== WORK TO COMPLETE ==
Rewrite the entries below with "person standing in stands" swapped for "spectator seated in stands", keeping everything else the same, and leave out the pictures.

== DATA FOR THE TASK ==
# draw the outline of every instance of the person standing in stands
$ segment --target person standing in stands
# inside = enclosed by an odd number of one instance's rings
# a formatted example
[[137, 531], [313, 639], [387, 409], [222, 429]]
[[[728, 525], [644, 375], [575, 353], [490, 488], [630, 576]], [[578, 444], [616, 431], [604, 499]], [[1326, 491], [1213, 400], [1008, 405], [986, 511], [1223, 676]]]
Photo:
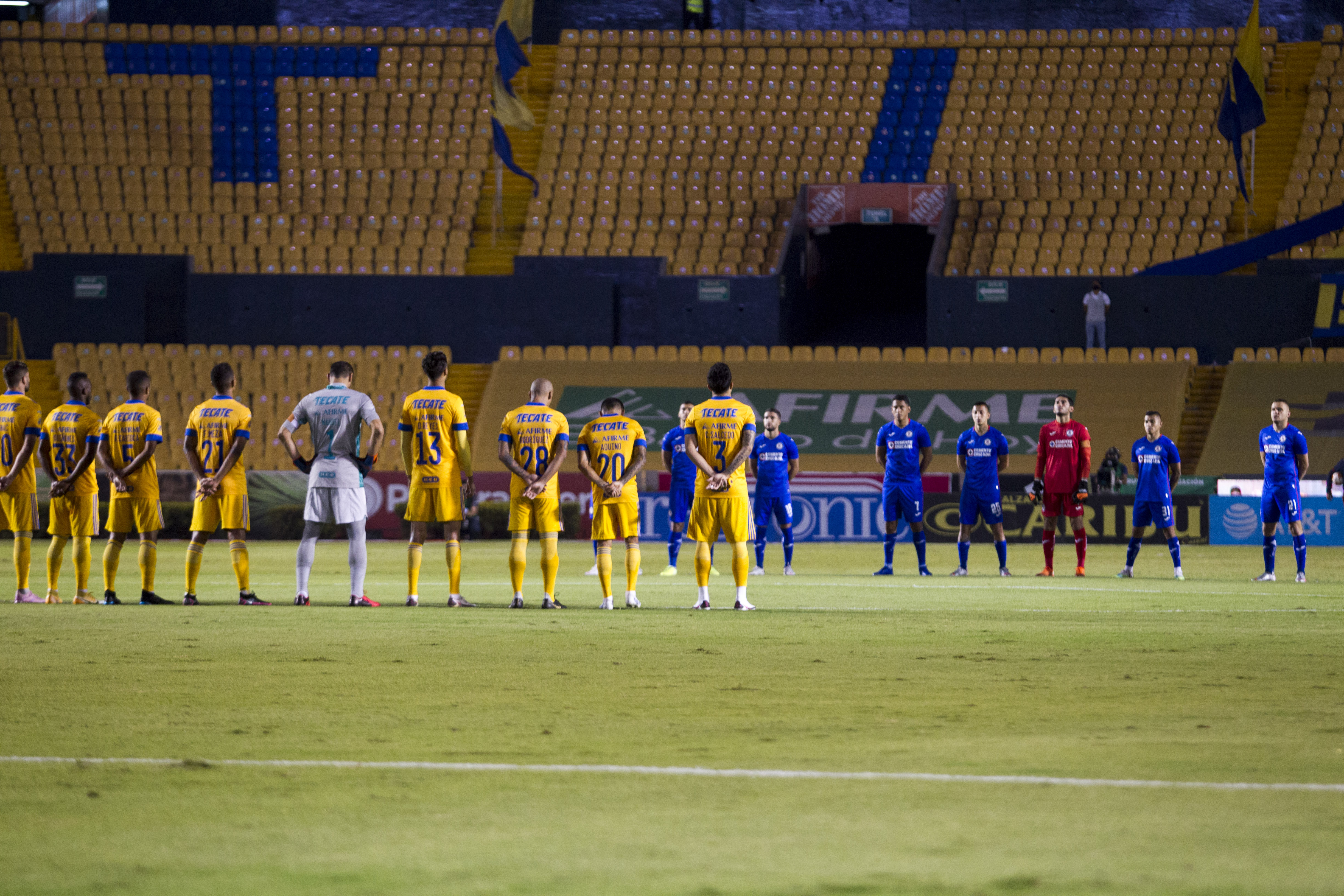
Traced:
[[1110, 308], [1110, 296], [1101, 292], [1101, 281], [1094, 279], [1091, 292], [1083, 296], [1083, 308], [1087, 309], [1087, 348], [1097, 340], [1097, 348], [1106, 351], [1106, 309]]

== COMPLETE RESPONSE ==
# draw the outline of every instance of the spectator seated in stands
$ segment --target spectator seated in stands
# inside = enclosed by an odd number of one instance's rings
# a formatted example
[[137, 531], [313, 639], [387, 409], [222, 429]]
[[[728, 525], [644, 375], [575, 353], [490, 488], [630, 576]], [[578, 444], [616, 431], [604, 499]], [[1326, 491], [1213, 400], [1008, 405], [986, 511], [1223, 676]]]
Photo:
Traced:
[[1110, 308], [1110, 296], [1101, 292], [1101, 281], [1094, 279], [1091, 292], [1083, 296], [1083, 308], [1087, 309], [1087, 348], [1097, 340], [1097, 348], [1106, 351], [1106, 309]]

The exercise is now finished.